#### Your goal:
Copy every one of the rows below word for word, keeping each line as it appears.

--- START Supplied material ---

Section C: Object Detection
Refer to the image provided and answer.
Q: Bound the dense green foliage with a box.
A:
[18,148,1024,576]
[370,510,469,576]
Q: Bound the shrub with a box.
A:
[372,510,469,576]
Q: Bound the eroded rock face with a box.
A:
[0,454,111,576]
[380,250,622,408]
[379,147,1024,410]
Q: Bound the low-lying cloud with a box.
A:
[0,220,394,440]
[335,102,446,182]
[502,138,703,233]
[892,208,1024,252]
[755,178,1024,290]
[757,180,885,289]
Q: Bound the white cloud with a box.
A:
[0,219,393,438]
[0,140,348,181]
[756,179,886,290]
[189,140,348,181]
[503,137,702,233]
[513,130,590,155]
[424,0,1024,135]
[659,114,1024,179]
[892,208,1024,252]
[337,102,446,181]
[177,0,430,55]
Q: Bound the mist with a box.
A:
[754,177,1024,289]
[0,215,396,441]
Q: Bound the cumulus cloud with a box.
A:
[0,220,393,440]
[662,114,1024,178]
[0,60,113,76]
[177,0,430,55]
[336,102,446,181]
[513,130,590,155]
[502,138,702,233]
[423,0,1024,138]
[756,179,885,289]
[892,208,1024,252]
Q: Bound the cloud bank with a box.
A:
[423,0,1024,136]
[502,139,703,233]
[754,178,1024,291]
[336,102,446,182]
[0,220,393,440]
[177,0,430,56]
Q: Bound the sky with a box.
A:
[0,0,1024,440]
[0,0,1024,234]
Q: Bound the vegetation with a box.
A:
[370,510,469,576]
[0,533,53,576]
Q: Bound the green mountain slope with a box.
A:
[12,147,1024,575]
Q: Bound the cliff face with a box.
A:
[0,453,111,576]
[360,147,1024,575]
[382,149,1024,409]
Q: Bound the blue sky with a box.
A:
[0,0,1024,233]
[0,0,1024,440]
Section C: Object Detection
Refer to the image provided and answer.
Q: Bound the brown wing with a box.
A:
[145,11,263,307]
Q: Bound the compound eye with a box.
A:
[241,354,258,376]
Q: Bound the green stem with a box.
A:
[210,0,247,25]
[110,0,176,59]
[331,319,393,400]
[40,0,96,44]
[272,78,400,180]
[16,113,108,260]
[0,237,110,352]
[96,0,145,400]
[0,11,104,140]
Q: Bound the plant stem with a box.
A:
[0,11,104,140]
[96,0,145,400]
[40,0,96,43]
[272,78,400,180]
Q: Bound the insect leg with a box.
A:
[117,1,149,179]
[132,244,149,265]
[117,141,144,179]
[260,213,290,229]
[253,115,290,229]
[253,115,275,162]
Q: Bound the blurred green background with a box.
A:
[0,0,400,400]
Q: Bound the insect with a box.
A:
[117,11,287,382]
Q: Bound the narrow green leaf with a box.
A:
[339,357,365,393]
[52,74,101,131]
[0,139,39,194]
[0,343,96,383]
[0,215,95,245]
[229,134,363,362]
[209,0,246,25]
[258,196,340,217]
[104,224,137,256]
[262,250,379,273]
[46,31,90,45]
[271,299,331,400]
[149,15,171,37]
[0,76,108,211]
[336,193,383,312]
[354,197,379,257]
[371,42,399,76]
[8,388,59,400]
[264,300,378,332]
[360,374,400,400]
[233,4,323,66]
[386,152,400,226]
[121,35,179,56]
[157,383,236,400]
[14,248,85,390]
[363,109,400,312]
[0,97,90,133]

--- END Supplied material ---

#### Answer to the task:
Section C: Object Detection
Refer to the image provided and answer.
Q: Bound the dense green foliage with a box.
A:
[18,148,1024,576]
[370,510,469,576]
Q: Bound the shrub with a box.
A:
[372,510,469,576]
Q: Bound the eroded rock face with a box.
A:
[0,454,111,576]
[380,250,622,408]
[379,147,1024,410]
Q: Bound the low-lying cloud with a box.
A:
[0,220,394,440]
[335,102,446,182]
[502,138,703,233]
[892,208,1024,252]
[755,178,1024,290]
[757,180,885,289]
Q: Bound the white cloud with a box.
A:
[0,219,393,438]
[0,140,348,181]
[756,179,886,290]
[189,140,348,181]
[503,137,702,233]
[513,130,590,155]
[424,0,1024,135]
[659,114,1024,179]
[892,208,1024,252]
[337,102,446,181]
[177,0,430,55]
Q: Bound the mist with a box.
A:
[754,177,1024,289]
[0,215,396,441]
Q: Bound the cumulus cloud with a box.
A:
[0,220,393,440]
[662,114,1024,178]
[0,60,113,76]
[177,0,430,55]
[336,102,446,181]
[513,130,590,155]
[502,138,702,233]
[423,0,1024,138]
[756,179,885,289]
[892,208,1024,252]
Q: Bound the cloud bank with a box.
A:
[423,0,1024,136]
[502,139,703,233]
[754,178,1024,291]
[336,102,446,182]
[0,220,393,440]
[177,0,430,56]
Q: Bound the sky with a box.
A:
[0,0,1024,440]
[0,0,1024,234]
Q: Bound the vegetation with a box.
A:
[370,510,469,576]
[0,533,53,576]
Q: Bound the green mountain slope with a box.
A:
[12,147,1024,575]
Q: Bound the cliff face with a box.
A:
[0,453,111,576]
[360,147,1024,575]
[382,149,1024,409]
Q: Bound the blue sky with a box.
A:
[0,0,1024,233]
[0,0,1024,440]
Section C: Object Detection
Refer to the image provided and answer.
Q: Bound the brown wing with a box.
A:
[145,11,263,307]
Q: Bound the compound eye with a box.
A:
[241,354,258,376]
Q: Bound the green stem with a box.
A:
[210,0,247,25]
[110,0,176,59]
[331,319,393,400]
[40,0,96,44]
[272,78,400,180]
[16,113,108,260]
[0,237,110,352]
[96,0,145,400]
[0,11,104,140]
Q: Bound the plant stem with a box.
A:
[0,11,104,140]
[96,0,145,400]
[40,0,96,43]
[272,78,400,180]
Q: Bound the insect leg with a box.
A:
[117,1,149,179]
[132,244,149,265]
[117,141,144,179]
[260,213,290,229]
[253,115,290,229]
[253,115,275,162]
Q: Bound the blurred green background with a box.
A:
[0,0,400,400]
Q: Bound the insect with a box.
A:
[117,11,287,382]
Q: Bound the narrow green leaf with a box.
A:
[339,357,365,393]
[52,74,101,131]
[0,139,39,194]
[0,343,96,383]
[0,215,95,245]
[229,134,363,362]
[209,0,246,25]
[258,196,340,217]
[104,224,137,256]
[262,250,379,273]
[46,31,90,45]
[271,299,331,400]
[149,15,171,37]
[0,76,108,211]
[336,193,383,312]
[354,197,379,257]
[371,42,399,76]
[8,388,59,400]
[264,300,378,332]
[360,374,400,400]
[233,4,323,66]
[386,152,400,226]
[121,35,179,56]
[157,383,236,400]
[14,248,85,390]
[363,109,400,312]
[0,97,90,133]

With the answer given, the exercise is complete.